> _What you will do_
Beginning at the line that contains "Target: sunset sky", write out every line down to the end of the records, with both ends kept and nothing added.

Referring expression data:

=====

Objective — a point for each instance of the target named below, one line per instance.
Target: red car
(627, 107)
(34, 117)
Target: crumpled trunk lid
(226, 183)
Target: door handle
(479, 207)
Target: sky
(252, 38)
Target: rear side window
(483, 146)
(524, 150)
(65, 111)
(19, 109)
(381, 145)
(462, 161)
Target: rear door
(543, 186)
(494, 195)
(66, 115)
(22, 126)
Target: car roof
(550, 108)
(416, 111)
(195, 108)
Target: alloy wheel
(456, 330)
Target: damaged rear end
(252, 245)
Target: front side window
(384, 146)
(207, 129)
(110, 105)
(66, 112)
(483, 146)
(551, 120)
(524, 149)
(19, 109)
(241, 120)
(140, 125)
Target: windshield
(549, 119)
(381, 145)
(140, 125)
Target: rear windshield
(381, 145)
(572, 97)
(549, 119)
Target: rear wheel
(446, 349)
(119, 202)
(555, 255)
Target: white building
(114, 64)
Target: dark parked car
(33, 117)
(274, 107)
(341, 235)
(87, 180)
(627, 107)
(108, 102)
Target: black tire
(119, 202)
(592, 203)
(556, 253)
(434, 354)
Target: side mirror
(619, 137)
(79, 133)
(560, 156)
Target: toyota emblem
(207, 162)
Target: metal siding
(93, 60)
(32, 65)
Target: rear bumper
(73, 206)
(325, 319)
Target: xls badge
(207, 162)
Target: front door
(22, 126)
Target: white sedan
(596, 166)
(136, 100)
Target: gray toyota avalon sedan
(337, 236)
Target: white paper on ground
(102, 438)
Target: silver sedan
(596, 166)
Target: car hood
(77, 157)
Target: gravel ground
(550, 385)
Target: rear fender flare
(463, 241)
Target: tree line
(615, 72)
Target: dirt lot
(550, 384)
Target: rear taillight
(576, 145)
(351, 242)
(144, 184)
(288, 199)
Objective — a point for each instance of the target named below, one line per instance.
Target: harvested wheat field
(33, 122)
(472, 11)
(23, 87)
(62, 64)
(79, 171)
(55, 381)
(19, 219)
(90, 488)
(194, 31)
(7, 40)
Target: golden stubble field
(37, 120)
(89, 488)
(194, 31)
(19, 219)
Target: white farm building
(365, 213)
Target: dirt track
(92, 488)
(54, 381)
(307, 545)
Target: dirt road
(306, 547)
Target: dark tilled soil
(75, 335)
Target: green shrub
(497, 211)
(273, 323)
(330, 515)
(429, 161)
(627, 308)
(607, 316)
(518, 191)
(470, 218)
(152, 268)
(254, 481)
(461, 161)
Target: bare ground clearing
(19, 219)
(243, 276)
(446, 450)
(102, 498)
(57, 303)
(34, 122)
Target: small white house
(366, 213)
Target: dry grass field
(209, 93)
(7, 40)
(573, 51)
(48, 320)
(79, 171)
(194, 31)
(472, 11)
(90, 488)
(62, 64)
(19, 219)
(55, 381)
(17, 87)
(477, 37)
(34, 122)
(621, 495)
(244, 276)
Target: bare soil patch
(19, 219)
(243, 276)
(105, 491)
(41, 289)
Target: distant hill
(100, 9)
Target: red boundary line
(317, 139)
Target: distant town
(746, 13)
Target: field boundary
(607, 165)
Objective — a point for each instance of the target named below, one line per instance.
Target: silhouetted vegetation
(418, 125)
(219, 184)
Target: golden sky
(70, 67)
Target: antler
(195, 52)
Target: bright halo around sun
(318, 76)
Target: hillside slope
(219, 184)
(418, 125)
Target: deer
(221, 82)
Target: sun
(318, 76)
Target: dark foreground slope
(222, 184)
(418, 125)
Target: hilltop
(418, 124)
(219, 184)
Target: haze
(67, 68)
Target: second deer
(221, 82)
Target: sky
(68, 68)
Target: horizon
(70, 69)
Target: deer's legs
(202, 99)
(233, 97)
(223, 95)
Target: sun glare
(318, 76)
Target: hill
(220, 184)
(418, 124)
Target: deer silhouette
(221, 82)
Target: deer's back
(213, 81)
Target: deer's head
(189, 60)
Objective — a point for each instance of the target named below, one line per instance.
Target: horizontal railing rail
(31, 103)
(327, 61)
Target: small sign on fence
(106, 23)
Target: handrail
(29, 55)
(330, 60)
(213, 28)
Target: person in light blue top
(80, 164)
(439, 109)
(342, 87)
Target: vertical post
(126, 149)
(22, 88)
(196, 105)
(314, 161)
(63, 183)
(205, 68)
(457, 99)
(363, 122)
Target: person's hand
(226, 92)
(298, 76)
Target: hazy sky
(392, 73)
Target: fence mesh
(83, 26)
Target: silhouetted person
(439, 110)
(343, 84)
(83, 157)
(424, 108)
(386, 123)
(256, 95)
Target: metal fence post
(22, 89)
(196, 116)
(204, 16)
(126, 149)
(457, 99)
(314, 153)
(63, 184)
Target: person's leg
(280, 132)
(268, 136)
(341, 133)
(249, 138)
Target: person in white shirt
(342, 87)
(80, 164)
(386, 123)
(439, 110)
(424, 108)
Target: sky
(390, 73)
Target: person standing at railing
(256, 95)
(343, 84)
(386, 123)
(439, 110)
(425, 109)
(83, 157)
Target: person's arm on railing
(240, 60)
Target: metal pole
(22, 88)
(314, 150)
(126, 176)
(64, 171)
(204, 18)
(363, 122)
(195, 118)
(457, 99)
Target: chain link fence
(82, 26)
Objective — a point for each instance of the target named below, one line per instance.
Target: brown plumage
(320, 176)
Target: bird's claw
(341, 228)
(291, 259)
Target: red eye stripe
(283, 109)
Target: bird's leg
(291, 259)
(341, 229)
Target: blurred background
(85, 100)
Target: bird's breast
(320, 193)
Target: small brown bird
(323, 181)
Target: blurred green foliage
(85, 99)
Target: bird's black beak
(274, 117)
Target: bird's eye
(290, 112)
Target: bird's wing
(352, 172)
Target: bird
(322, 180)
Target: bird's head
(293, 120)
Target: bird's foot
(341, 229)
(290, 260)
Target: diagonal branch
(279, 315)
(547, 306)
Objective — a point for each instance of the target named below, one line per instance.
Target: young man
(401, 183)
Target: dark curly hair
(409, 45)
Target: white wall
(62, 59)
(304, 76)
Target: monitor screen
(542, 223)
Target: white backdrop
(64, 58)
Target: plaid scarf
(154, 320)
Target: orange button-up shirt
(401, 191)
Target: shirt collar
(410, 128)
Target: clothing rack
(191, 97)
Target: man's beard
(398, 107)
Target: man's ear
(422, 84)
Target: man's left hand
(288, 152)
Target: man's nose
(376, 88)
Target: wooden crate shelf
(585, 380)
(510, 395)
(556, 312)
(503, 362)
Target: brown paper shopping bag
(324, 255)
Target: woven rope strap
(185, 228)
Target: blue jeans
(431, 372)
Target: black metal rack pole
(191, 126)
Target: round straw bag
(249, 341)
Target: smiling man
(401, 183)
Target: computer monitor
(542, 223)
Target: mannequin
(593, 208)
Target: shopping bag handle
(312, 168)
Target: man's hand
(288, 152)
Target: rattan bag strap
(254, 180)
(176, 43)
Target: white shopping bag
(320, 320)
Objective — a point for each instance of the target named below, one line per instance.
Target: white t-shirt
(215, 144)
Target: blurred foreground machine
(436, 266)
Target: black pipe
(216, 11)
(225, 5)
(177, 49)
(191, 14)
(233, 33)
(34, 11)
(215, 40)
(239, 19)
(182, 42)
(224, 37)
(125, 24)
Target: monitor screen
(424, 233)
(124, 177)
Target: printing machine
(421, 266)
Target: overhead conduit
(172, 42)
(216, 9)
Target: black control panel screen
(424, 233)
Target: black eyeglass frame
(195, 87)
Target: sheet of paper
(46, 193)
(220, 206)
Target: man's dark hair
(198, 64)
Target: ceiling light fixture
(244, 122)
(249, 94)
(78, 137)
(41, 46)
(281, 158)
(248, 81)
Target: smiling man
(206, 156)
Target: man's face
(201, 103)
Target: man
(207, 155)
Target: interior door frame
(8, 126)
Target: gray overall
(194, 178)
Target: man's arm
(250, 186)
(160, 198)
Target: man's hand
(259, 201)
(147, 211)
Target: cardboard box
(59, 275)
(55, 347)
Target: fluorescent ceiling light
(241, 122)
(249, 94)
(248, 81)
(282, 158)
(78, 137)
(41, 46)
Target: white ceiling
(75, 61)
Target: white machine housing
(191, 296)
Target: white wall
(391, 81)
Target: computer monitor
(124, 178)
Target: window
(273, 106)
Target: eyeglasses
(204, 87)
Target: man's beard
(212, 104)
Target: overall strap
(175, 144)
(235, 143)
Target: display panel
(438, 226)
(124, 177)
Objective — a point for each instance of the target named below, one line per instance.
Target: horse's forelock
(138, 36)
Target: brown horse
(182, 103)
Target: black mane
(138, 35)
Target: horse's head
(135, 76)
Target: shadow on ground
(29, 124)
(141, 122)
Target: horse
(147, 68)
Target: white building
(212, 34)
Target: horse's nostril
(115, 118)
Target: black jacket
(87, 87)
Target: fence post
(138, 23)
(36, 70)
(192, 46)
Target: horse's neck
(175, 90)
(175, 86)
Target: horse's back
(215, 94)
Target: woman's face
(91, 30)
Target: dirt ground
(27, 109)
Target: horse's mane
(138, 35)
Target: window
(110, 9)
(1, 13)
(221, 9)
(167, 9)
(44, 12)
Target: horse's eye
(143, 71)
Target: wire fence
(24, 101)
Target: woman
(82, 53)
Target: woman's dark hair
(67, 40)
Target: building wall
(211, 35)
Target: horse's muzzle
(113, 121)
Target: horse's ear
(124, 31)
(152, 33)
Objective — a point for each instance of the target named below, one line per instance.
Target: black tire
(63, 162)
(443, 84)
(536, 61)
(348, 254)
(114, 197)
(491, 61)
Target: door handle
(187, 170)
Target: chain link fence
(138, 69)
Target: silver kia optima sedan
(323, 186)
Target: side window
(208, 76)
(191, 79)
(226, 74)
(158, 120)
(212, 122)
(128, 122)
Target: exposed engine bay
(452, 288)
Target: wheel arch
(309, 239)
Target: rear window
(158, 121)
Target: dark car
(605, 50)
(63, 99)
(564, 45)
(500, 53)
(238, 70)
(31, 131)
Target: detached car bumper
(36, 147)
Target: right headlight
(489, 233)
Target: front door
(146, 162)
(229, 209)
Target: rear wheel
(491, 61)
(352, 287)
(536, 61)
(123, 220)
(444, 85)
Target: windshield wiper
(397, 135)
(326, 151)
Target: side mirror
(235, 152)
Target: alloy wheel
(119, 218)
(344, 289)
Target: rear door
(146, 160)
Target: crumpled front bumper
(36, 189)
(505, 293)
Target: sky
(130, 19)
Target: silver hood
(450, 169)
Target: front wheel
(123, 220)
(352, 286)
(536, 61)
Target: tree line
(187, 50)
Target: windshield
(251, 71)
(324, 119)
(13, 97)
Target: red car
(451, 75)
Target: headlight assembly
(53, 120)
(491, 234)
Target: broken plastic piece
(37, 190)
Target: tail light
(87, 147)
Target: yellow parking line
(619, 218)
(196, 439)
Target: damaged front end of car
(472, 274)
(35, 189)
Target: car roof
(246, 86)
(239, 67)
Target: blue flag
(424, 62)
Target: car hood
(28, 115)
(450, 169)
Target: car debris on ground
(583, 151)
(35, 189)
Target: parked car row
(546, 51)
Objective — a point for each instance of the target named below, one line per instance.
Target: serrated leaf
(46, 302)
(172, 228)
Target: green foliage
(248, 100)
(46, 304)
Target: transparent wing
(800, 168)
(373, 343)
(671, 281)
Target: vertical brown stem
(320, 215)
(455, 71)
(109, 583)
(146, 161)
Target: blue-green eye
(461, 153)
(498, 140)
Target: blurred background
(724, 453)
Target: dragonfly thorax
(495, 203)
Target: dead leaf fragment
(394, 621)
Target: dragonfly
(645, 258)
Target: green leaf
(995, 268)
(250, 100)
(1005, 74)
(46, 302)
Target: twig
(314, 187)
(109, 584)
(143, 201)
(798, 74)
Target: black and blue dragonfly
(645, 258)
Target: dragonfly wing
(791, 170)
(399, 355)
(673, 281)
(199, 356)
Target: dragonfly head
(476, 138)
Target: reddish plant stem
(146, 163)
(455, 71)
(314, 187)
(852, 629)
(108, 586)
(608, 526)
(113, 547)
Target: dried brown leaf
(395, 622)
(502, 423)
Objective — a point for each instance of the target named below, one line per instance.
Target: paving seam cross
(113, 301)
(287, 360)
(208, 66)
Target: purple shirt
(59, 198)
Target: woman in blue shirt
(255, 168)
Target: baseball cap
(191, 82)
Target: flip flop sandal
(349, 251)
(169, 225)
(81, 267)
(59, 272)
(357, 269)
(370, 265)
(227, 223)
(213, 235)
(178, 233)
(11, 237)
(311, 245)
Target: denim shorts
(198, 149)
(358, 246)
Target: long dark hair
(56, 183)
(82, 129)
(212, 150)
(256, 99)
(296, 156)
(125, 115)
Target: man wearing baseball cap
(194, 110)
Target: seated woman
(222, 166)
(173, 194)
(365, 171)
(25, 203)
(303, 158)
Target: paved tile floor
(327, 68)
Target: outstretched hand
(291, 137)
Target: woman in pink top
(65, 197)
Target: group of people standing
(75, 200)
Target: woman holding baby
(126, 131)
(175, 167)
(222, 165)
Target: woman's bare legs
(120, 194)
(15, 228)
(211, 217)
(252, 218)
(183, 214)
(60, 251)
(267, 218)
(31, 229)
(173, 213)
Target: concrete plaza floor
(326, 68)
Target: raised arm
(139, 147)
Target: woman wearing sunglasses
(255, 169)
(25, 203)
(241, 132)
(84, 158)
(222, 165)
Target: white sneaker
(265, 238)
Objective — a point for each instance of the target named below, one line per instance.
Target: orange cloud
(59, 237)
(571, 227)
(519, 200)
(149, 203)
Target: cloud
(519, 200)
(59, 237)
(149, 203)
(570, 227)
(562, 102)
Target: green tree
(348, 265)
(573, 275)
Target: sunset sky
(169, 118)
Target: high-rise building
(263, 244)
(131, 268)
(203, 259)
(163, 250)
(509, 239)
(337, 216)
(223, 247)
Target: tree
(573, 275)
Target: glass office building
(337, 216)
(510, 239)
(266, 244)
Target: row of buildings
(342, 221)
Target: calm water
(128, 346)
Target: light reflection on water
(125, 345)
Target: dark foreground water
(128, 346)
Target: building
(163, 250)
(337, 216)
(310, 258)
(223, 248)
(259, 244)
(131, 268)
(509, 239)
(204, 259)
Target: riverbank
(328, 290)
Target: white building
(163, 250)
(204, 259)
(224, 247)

=====

> _Task output_
Target: sunset sky
(169, 118)
Target: high-rise building
(263, 244)
(131, 268)
(203, 259)
(163, 250)
(509, 239)
(337, 216)
(223, 247)
Target: tree
(573, 275)
Target: glass office building
(337, 216)
(510, 239)
(266, 244)
Target: row of buildings
(342, 221)
Target: calm water
(128, 346)
Target: light reflection on water
(125, 345)
Target: dark foreground water
(128, 346)
Target: building
(163, 250)
(337, 216)
(310, 258)
(223, 248)
(259, 244)
(131, 268)
(509, 239)
(204, 259)
Target: riverbank
(328, 290)
Target: white building
(163, 250)
(204, 259)
(224, 247)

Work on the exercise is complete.